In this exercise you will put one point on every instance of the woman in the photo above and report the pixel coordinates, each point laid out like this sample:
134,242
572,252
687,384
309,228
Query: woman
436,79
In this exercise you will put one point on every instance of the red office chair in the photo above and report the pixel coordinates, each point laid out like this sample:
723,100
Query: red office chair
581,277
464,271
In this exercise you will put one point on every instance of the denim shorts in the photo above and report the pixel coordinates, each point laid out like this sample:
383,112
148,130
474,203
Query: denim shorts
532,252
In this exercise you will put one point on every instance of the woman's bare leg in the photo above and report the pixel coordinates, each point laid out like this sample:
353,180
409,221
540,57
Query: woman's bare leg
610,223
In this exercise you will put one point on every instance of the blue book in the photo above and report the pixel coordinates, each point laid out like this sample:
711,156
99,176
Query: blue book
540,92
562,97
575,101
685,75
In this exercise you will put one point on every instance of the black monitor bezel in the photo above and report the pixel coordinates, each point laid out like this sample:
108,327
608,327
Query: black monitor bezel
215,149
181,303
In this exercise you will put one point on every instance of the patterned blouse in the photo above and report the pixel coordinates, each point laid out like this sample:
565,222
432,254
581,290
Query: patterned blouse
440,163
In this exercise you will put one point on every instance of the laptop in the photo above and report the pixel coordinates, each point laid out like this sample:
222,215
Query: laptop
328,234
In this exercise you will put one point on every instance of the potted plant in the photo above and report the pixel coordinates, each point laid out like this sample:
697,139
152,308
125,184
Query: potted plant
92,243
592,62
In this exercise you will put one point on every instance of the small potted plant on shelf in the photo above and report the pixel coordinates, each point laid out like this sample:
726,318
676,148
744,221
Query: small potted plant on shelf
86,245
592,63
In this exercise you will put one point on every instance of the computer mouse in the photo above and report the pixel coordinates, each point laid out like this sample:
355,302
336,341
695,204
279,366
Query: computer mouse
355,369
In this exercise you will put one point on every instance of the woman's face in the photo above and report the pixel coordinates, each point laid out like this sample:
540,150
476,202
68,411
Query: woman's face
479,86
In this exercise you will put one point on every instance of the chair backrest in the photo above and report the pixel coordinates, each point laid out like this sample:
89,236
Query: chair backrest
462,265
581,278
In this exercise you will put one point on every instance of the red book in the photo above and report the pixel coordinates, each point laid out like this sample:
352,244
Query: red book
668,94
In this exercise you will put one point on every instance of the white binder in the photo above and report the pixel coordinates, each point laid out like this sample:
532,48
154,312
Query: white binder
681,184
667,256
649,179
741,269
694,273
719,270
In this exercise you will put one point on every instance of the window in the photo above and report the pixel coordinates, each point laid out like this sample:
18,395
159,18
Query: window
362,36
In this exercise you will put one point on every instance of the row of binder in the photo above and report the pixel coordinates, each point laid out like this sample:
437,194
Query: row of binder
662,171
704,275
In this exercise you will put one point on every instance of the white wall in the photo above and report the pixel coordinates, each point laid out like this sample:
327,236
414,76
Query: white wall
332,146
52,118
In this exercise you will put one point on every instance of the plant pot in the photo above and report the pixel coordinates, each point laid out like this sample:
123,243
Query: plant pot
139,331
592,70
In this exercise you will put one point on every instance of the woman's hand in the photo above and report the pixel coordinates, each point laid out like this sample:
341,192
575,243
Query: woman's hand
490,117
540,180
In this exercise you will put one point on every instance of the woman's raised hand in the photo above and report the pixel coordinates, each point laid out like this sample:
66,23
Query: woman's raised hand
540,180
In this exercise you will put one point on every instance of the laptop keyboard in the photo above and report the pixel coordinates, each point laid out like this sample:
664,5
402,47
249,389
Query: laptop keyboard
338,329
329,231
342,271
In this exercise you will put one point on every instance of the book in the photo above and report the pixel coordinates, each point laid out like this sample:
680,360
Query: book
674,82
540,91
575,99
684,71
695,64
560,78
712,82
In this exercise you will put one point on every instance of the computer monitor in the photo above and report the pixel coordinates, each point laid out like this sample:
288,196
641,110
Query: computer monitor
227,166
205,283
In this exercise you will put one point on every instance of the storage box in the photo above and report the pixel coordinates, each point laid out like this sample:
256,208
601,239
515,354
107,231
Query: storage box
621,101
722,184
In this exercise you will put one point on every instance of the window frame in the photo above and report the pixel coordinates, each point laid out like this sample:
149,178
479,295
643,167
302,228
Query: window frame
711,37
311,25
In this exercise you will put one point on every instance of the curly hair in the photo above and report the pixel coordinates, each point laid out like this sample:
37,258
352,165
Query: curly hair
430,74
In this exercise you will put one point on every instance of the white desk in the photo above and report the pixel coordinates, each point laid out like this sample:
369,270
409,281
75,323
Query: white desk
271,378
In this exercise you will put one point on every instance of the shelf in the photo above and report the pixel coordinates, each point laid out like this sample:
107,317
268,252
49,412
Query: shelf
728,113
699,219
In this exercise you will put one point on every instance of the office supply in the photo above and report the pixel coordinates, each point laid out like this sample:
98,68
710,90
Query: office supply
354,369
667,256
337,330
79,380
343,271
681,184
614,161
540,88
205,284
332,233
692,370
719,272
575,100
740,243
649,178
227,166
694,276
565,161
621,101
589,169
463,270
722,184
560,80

——————————

**WORK REQUIRED**
Which lines run from the one containing "of the shelf" to the end of the entries above? Quote exactly those, and only those.

**WRITTEN RESPONSE**
In this exercise you will put one point on every instance of the shelf in the photo above and report the pixel coordinates, each point laid out like this sample:
107,317
268,252
49,412
Query: shelf
728,113
699,219
In this exercise you will put one point on every instance of the office supply in the photo above and report the pixel coordinates, each point laid out like this sample:
98,68
710,90
Query: office supply
354,369
667,256
337,330
79,380
343,271
681,184
614,161
540,88
205,284
332,233
692,370
719,272
575,100
740,243
649,178
227,166
694,276
565,161
621,101
589,169
463,270
722,184
560,80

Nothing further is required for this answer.